Saved data entries:
Start of Block
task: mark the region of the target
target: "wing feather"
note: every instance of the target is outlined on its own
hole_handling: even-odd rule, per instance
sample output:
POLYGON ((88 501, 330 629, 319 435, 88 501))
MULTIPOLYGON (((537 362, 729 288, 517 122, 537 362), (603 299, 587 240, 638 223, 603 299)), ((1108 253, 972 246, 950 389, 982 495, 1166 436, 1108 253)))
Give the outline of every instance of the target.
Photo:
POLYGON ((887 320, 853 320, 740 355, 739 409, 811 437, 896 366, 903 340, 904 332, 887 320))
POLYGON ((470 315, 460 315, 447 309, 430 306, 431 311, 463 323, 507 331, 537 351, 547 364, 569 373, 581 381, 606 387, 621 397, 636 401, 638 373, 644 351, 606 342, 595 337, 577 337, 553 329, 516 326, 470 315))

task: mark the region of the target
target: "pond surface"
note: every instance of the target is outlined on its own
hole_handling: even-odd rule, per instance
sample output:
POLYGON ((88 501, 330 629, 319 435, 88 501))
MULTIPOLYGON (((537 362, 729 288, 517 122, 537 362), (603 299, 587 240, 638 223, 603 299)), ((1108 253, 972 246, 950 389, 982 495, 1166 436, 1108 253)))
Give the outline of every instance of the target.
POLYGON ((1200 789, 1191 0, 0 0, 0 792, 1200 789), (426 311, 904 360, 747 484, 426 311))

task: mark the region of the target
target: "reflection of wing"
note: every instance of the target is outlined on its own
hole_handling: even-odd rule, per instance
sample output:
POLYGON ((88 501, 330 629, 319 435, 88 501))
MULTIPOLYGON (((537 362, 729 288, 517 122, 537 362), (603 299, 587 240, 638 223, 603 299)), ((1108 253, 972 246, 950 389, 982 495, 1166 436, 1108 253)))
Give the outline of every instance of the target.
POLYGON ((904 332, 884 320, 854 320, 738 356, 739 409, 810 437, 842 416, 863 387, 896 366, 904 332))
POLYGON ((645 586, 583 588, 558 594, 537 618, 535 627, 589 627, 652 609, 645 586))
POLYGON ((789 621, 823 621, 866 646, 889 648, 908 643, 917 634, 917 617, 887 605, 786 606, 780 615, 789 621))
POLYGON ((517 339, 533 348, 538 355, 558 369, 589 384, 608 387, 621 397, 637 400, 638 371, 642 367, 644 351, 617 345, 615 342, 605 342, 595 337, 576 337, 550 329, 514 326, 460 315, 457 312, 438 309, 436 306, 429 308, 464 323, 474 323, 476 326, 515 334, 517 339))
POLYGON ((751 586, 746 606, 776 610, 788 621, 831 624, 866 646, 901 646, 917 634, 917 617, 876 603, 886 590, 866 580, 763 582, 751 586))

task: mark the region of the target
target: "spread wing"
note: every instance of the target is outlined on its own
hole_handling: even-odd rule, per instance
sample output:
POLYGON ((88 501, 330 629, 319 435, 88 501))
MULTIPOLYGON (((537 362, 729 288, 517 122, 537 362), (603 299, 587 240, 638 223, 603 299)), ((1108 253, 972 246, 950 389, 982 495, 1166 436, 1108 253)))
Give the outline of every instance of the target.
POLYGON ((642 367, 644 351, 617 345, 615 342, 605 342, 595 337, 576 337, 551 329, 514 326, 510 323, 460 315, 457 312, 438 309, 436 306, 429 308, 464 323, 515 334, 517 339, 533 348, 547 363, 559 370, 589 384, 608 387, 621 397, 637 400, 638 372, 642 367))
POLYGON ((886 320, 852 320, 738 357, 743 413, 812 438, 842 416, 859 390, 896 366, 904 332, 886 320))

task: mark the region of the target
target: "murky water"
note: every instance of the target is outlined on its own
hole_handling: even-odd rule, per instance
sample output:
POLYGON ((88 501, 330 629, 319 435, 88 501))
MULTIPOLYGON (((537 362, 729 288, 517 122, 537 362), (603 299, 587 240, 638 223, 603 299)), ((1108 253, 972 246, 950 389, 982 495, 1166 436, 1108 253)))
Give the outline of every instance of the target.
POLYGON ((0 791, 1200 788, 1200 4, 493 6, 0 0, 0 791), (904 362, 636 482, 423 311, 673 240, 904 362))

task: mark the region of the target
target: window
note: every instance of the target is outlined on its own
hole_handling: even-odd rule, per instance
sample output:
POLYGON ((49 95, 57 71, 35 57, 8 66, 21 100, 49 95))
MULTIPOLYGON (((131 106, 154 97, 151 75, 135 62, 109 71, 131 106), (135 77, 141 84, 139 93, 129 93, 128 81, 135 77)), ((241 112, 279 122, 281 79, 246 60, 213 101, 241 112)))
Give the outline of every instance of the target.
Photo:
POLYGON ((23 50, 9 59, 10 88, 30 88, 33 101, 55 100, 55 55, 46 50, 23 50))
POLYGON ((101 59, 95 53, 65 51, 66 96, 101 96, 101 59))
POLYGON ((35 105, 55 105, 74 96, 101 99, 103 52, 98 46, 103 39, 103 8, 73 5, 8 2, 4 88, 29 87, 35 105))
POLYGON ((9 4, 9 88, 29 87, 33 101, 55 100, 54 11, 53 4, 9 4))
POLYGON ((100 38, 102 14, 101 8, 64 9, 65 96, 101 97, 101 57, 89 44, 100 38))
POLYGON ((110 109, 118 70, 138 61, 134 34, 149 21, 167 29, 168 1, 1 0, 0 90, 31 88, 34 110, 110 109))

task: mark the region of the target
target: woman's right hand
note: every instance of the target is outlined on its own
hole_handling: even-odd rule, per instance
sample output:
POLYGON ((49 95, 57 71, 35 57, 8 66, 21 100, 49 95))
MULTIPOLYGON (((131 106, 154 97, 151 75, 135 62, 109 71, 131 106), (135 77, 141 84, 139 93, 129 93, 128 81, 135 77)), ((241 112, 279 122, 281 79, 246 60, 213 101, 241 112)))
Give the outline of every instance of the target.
End of Block
## Task objective
Return every entry exactly.

## Answer box
task: mark the region of the target
target: "wing feather"
note: every instance of the target is outlined on its own
hole_handling: even-odd rule, per instance
sample output:
POLYGON ((88 501, 330 629, 319 435, 88 501))
MULTIPOLYGON (((537 362, 729 288, 517 122, 537 362), (603 299, 587 240, 638 223, 603 299)), ((1108 253, 972 246, 950 389, 982 495, 1166 436, 1108 253)))
Give the outline of every instance of the target.
Photo:
POLYGON ((887 320, 853 320, 740 355, 739 409, 811 437, 896 366, 903 340, 904 332, 887 320))
POLYGON ((470 315, 460 315, 447 309, 430 306, 431 311, 463 323, 507 331, 537 351, 547 364, 569 373, 581 381, 606 387, 621 397, 636 401, 638 373, 644 351, 606 342, 595 337, 577 337, 553 329, 516 326, 470 315))

task: mark the region of the target
target: "pond surface"
note: every instance of the target is outlined on its own
hole_handling: even-odd rule, per instance
sample output:
POLYGON ((88 501, 330 629, 319 435, 88 501))
MULTIPOLYGON (((537 362, 729 288, 517 122, 537 362), (603 299, 587 240, 638 223, 603 299)), ((1108 253, 972 246, 950 389, 982 495, 1166 436, 1108 253)))
Give the outline of every instance of the target.
POLYGON ((1200 789, 1191 0, 0 0, 0 792, 1200 789), (426 311, 904 360, 747 484, 426 311))

task: mark the region of the target
target: "reflection of wing"
note: every instance of the target is outlined on its own
hole_handling: even-odd rule, per instance
sample output:
POLYGON ((88 501, 330 629, 319 435, 88 501))
MULTIPOLYGON (((537 362, 729 288, 517 122, 537 362), (603 299, 587 240, 638 223, 603 299)), ((1108 253, 972 246, 950 389, 982 495, 1166 436, 1108 253)))
Give the outline of every instance of the target.
POLYGON ((904 332, 884 320, 854 320, 738 356, 739 409, 810 437, 842 416, 863 387, 896 366, 904 332))
POLYGON ((645 586, 583 588, 558 594, 537 618, 535 627, 589 627, 652 609, 645 586))
POLYGON ((789 621, 823 621, 866 646, 889 648, 908 643, 917 634, 917 617, 887 605, 786 606, 780 615, 789 621))
POLYGON ((517 339, 533 348, 538 355, 558 369, 589 384, 608 387, 621 397, 637 400, 638 371, 642 367, 644 351, 617 345, 615 342, 605 342, 595 337, 576 337, 550 329, 514 326, 460 315, 457 312, 438 309, 436 306, 429 308, 464 323, 474 323, 476 326, 515 334, 517 339))
POLYGON ((751 586, 746 606, 776 610, 788 621, 831 624, 866 646, 901 646, 917 634, 917 617, 876 603, 886 590, 866 580, 763 582, 751 586))

task: mark the region of the target
target: "spread wing"
note: every instance of the target is outlined on its own
hole_handling: even-odd rule, per instance
sample output:
POLYGON ((88 501, 330 629, 319 435, 88 501))
MULTIPOLYGON (((537 362, 729 288, 517 122, 537 362), (603 299, 587 240, 638 223, 603 299)), ((1108 253, 972 246, 950 389, 982 495, 1166 436, 1108 253)))
Give the outline of every instance of the target.
POLYGON ((642 367, 644 351, 617 345, 615 342, 605 342, 595 337, 576 337, 551 329, 514 326, 510 323, 460 315, 457 312, 438 309, 436 306, 429 308, 464 323, 515 334, 517 339, 533 348, 547 363, 559 370, 589 384, 608 387, 621 397, 637 400, 638 372, 642 367))
POLYGON ((886 320, 852 320, 738 357, 743 413, 812 438, 842 416, 859 390, 896 366, 904 332, 886 320))

task: mark the region of the target
target: "murky water"
note: every instance of the target is outlined on its own
hole_handling: even-odd rule, per instance
sample output:
POLYGON ((88 501, 330 629, 319 435, 88 501))
MULTIPOLYGON (((537 362, 729 288, 517 122, 537 362), (603 299, 587 240, 638 223, 603 299)), ((1108 253, 972 246, 950 389, 982 495, 1166 436, 1108 253)))
Give the outline of every instance of the target.
POLYGON ((0 791, 1200 788, 1200 4, 493 6, 0 0, 0 791), (904 362, 636 482, 423 311, 673 240, 904 362))

task: mark the region of the target
target: window
note: every instance of the target is outlined on its own
hole_handling: even-odd rule, per instance
sample output:
POLYGON ((49 95, 57 71, 35 57, 8 66, 21 100, 49 95))
MULTIPOLYGON (((131 106, 154 97, 151 75, 135 62, 109 71, 131 106), (135 77, 141 84, 139 93, 129 93, 128 81, 135 77)), ((241 112, 279 122, 281 79, 246 60, 213 101, 241 112)))
Give the outline of every instance of the target.
Photo:
POLYGON ((23 50, 9 59, 10 88, 30 88, 33 101, 55 100, 55 55, 46 50, 23 50))
POLYGON ((101 59, 95 53, 65 51, 66 96, 101 96, 101 59))
POLYGON ((35 105, 55 105, 74 96, 101 99, 103 52, 98 46, 103 39, 103 8, 73 5, 8 2, 4 88, 29 87, 35 105))
POLYGON ((9 4, 9 88, 29 87, 33 101, 55 100, 54 11, 53 4, 9 4))
POLYGON ((100 38, 102 14, 101 8, 64 9, 65 96, 101 97, 101 57, 89 44, 100 38))
POLYGON ((110 109, 118 70, 138 61, 134 34, 149 21, 167 29, 168 1, 1 0, 0 90, 31 88, 34 110, 110 109))

task: mark the region of the target
target: woman's right hand
note: every instance of the target is outlined on its own
hole_handling: even-odd rule, per instance
sample output:
POLYGON ((49 95, 57 71, 35 57, 8 66, 21 100, 49 95))
MULTIPOLYGON (((131 106, 154 97, 151 75, 135 62, 109 71, 131 106), (135 77, 141 84, 139 93, 129 93, 128 81, 135 77)), ((241 112, 279 122, 281 79, 246 60, 213 101, 241 112)))
Give the outline of every instance of the target.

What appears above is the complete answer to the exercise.